Task to carry out | Please keep to the lines below from the one with "TARGET: small green and orange pumpkin" through the one with "TARGET: yellowing leaf", and restate them word for word, ends included.

····················

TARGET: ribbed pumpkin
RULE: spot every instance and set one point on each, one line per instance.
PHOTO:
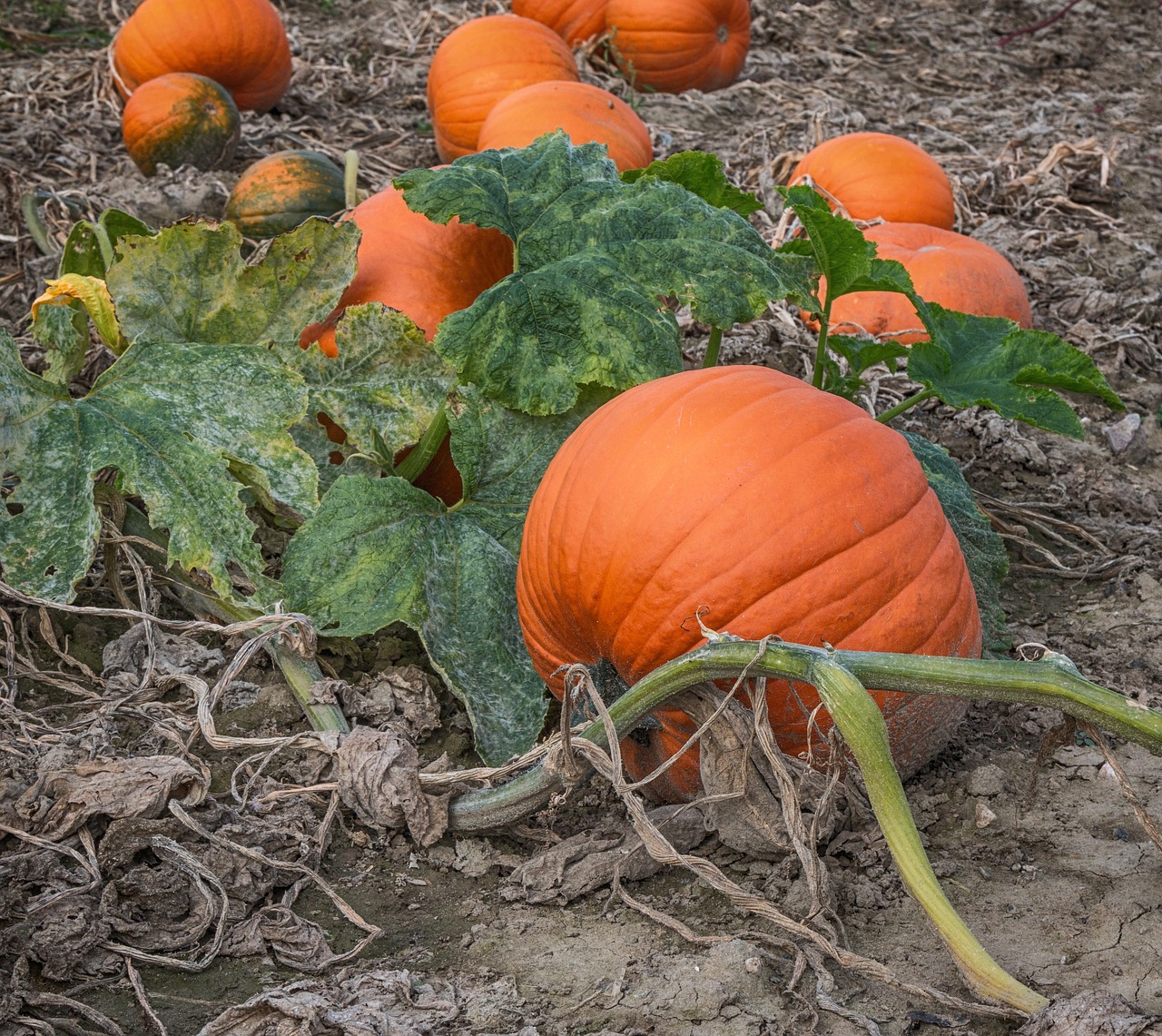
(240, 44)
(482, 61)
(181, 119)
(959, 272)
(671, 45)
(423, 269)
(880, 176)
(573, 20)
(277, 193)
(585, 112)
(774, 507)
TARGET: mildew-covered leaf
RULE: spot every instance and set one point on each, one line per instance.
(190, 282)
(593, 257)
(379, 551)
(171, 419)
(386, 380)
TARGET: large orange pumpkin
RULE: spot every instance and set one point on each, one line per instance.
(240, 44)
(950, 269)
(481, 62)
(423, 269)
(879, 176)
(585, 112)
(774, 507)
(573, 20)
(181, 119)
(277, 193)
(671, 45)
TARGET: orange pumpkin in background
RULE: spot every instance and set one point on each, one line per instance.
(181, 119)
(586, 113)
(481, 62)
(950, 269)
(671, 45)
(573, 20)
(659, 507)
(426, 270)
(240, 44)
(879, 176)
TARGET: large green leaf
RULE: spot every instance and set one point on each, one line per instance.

····················

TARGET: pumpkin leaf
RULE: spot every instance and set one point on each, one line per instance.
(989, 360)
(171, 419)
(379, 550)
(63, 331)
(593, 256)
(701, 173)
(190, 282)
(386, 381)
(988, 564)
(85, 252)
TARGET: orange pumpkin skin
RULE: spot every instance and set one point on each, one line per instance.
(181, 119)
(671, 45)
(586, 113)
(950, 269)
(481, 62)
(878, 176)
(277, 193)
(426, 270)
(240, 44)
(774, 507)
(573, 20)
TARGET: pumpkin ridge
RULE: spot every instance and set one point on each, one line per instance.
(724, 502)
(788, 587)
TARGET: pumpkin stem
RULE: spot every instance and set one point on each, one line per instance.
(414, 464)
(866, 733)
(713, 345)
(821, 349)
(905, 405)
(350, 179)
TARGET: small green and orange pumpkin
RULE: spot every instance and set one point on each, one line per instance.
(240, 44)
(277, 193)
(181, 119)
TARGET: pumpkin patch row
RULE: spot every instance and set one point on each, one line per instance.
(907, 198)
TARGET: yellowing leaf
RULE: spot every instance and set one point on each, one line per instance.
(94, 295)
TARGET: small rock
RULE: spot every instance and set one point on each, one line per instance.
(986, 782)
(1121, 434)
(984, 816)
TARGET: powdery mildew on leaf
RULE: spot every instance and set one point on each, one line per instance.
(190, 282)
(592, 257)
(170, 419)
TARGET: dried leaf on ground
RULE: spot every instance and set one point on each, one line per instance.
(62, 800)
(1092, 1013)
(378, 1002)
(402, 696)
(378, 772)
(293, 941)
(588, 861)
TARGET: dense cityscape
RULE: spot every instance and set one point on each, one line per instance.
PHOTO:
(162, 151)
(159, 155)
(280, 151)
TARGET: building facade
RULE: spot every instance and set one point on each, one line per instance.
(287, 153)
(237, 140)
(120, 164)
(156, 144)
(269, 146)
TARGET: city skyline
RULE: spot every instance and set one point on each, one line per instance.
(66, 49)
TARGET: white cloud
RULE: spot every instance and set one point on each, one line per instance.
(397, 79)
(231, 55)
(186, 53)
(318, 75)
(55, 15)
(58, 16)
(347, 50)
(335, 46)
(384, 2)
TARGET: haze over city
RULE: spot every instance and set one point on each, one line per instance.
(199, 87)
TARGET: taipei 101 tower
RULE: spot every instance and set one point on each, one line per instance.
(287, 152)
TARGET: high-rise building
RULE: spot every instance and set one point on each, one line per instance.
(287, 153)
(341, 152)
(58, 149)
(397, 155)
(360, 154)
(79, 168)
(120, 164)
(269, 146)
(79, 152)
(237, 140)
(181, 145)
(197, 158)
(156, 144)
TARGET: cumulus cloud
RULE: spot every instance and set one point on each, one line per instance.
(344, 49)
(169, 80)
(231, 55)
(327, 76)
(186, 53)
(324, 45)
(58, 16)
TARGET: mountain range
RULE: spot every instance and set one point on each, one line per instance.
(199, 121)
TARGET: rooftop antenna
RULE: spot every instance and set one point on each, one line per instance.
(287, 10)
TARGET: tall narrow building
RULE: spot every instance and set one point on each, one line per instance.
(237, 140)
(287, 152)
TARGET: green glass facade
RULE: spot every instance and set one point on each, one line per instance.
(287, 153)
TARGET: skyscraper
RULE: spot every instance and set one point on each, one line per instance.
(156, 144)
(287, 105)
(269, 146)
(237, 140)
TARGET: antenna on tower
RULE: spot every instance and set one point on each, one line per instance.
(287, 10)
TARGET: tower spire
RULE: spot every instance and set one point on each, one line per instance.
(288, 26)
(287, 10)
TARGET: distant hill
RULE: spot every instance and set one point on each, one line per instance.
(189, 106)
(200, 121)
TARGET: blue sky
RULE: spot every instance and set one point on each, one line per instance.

····················

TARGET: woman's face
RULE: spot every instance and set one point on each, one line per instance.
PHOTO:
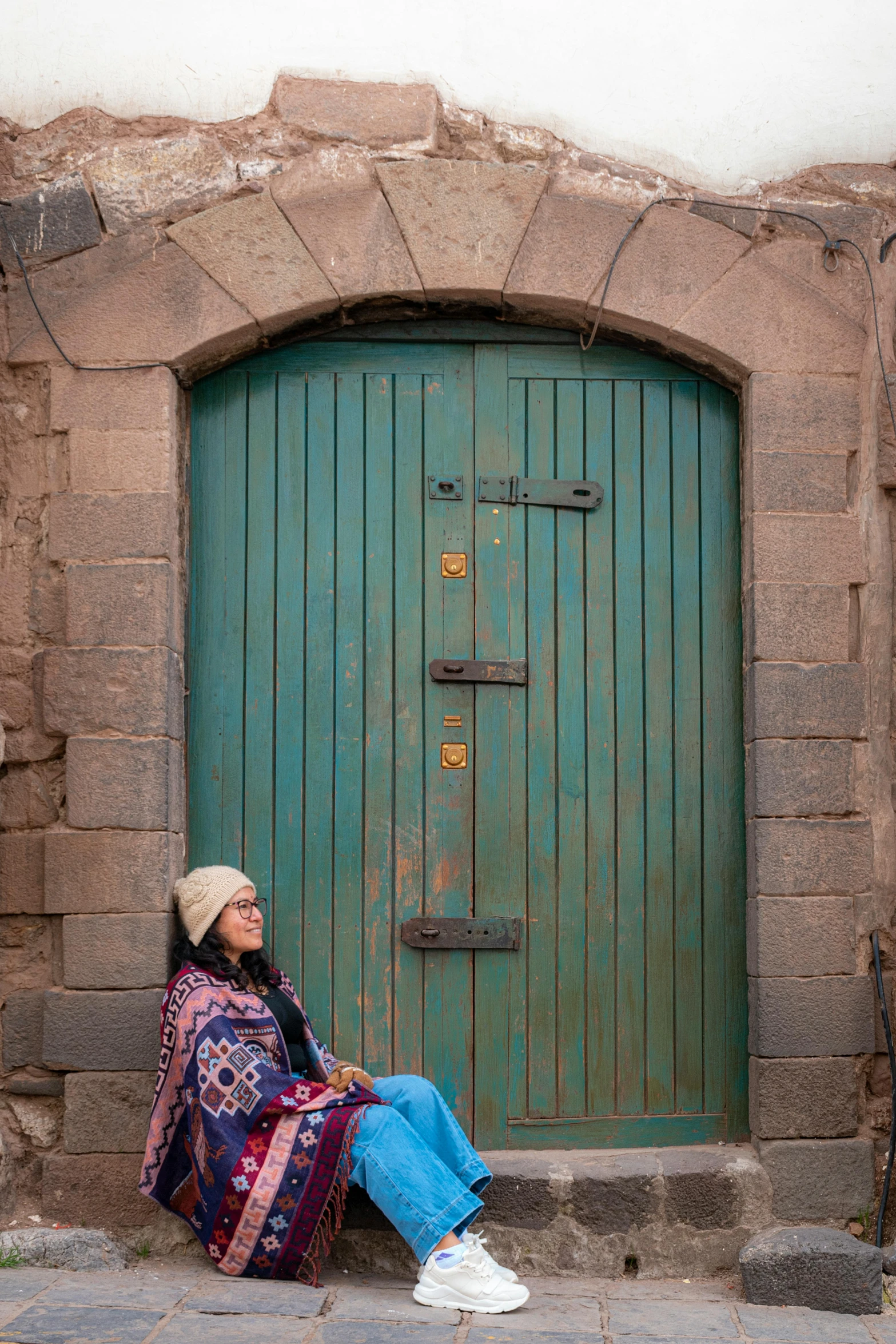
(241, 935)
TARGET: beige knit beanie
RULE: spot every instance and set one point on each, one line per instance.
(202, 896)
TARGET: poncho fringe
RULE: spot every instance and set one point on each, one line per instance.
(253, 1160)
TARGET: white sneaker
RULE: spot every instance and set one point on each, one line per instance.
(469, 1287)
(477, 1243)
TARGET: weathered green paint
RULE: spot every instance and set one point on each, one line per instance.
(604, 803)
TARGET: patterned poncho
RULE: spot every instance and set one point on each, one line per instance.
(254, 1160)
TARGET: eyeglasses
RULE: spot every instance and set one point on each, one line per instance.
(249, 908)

····················

Answer area |
TARGET: small green and orange pumpkin
RULE: spot every instance and set one point on each, one line per instance.
(240, 44)
(277, 193)
(181, 119)
TARGET: pumpkin patch row
RULE: spot every instance and set one point on each, one line per instance.
(907, 198)
TARGET: yellowing leaf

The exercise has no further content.